Source extract -

┏━━

I am very satisfied with the result as well as happy about how much I learnt about book binding, and the paper. For example, how important it is the direction of the fibers of the paper when you print so the corners of the paper don’t bend. Since it was a very precise color scheme, it had to have specific bleed marks and cut marks that I never used before.

Exploring White Light


Monday, April 2, 2018

There’s more then just a simple white, the daylight is very different from the morning to the evening, there is warm white light and more cold to very blue light. This warmth in light is defined in the Kelvin scale. Buying a light bulb you can decide the color temperature. What interested me was how light is used in different spaces. Therefore I searched in the internet for extreme examples of light. That’s how they look next to each other:

Example

Even what we think of as white can be different. Some people are very aware of these differences for most of us light is just there and we don’t really care about it. Even if flickering LED’s in offices produce physical stress or candlelight can make someone look more attractive. In my color system I want to make these differences visible. I made a list of places that possibly show them:

Museums, Libraries, maybe private kitchens or restaurant kitchen and offices. I wanted to visit three of each to be able to compare them.

Public spaces are often aware of the kind of atmosphere they want to create. A library wants to be inviting, a museum wants to direct the visitor to the artworks and in other places it could be more about having enough light and not so much about the atmosphere.
I took my camera and started photographing my first stop was not on the list, but close to Rietveld. A parking lot. I saw a lot of flickering LED lights, green lights from the electronic car chargers and blue lights in the elevators. It was day but by night is must feel a bit scary there. Next to photos of light the photos became more and more architectural.

┗━━

According to the post on white light, what scale defines the warmth in light? Rely solely on the post on white light.

Stored dataset items

┏━━

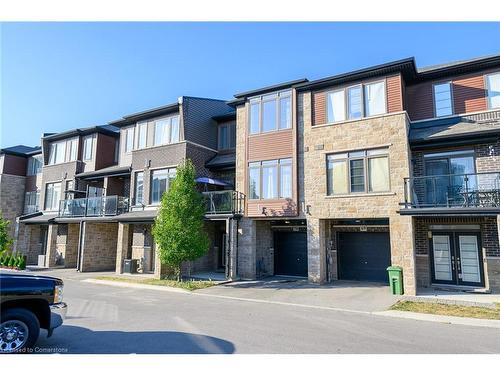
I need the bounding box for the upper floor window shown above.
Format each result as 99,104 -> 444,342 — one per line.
249,91 -> 292,134
154,116 -> 179,146
326,80 -> 387,123
434,82 -> 453,117
136,122 -> 148,149
49,142 -> 66,165
217,123 -> 236,150
45,182 -> 61,211
486,73 -> 500,108
327,148 -> 390,195
69,138 -> 78,161
125,128 -> 135,152
134,172 -> 144,204
26,155 -> 42,176
83,136 -> 94,160
248,159 -> 292,199
151,168 -> 175,204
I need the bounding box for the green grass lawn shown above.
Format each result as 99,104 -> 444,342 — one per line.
96,276 -> 216,290
391,301 -> 500,320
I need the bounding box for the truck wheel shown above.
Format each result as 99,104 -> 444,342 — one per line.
0,309 -> 40,353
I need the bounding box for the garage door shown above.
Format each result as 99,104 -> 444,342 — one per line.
274,232 -> 307,277
338,232 -> 391,282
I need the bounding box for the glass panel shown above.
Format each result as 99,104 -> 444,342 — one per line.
326,90 -> 345,122
486,73 -> 500,108
262,100 -> 276,132
250,103 -> 260,134
327,158 -> 349,195
350,159 -> 365,193
155,120 -> 168,146
347,86 -> 363,119
365,81 -> 386,116
280,96 -> 292,129
434,82 -> 453,117
280,159 -> 292,198
170,116 -> 179,143
262,162 -> 278,199
368,157 -> 389,192
248,167 -> 260,199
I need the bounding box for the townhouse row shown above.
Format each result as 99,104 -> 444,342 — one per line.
0,55 -> 500,295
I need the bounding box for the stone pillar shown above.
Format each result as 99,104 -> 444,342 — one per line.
237,218 -> 257,280
116,223 -> 130,275
389,215 -> 417,296
45,224 -> 57,267
226,219 -> 238,280
307,218 -> 328,283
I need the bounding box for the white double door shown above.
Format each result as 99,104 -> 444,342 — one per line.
430,232 -> 484,286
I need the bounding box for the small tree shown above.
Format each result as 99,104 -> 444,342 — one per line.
152,159 -> 209,281
0,217 -> 12,253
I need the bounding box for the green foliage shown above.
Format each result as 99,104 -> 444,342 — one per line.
0,217 -> 12,251
152,159 -> 209,280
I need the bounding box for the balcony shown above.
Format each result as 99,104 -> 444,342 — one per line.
59,195 -> 128,217
401,172 -> 500,214
203,190 -> 245,215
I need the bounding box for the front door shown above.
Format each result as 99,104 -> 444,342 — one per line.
430,232 -> 484,286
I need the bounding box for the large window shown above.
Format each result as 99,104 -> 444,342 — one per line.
434,82 -> 453,117
125,128 -> 135,152
26,155 -> 42,176
136,122 -> 148,149
83,136 -> 94,160
45,182 -> 61,211
154,116 -> 179,146
248,159 -> 292,199
49,142 -> 66,165
326,80 -> 387,123
218,123 -> 236,150
486,73 -> 500,108
68,138 -> 78,161
249,91 -> 292,134
327,148 -> 390,195
134,172 -> 144,204
151,168 -> 175,204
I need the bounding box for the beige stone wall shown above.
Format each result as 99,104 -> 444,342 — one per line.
298,93 -> 415,294
81,222 -> 118,272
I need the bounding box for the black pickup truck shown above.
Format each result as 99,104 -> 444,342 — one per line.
0,272 -> 67,353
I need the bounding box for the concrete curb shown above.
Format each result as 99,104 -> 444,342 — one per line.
373,310 -> 500,329
81,279 -> 192,294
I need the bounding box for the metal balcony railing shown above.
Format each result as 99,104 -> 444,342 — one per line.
203,190 -> 245,215
59,195 -> 128,217
403,172 -> 500,208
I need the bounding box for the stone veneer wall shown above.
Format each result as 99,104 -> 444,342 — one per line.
0,174 -> 26,238
81,222 -> 118,272
298,93 -> 416,294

┗━━

Complete answer - The Kelvin scale.